Written request | Rewrite the rows below, replacing "glass pane" with "window pane" and changing nothing else. Leave out the pictures.

Available data |

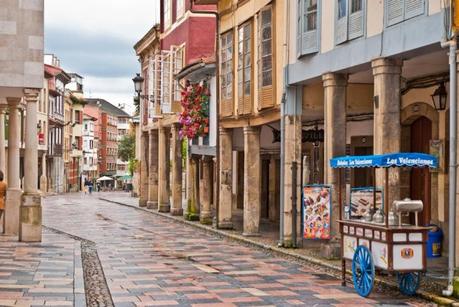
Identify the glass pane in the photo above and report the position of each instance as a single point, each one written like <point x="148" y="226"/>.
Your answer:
<point x="247" y="33"/>
<point x="356" y="6"/>
<point x="266" y="63"/>
<point x="342" y="9"/>
<point x="266" y="17"/>
<point x="246" y="74"/>
<point x="266" y="48"/>
<point x="267" y="78"/>
<point x="247" y="60"/>
<point x="311" y="21"/>
<point x="266" y="33"/>
<point x="247" y="88"/>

Response to this exercise |
Identify the window pane in the photo above and report the position of each instance as a single point, each one written like <point x="148" y="226"/>.
Your answer:
<point x="247" y="33"/>
<point x="356" y="6"/>
<point x="266" y="63"/>
<point x="342" y="9"/>
<point x="266" y="17"/>
<point x="246" y="74"/>
<point x="266" y="48"/>
<point x="267" y="78"/>
<point x="247" y="60"/>
<point x="311" y="21"/>
<point x="266" y="33"/>
<point x="247" y="88"/>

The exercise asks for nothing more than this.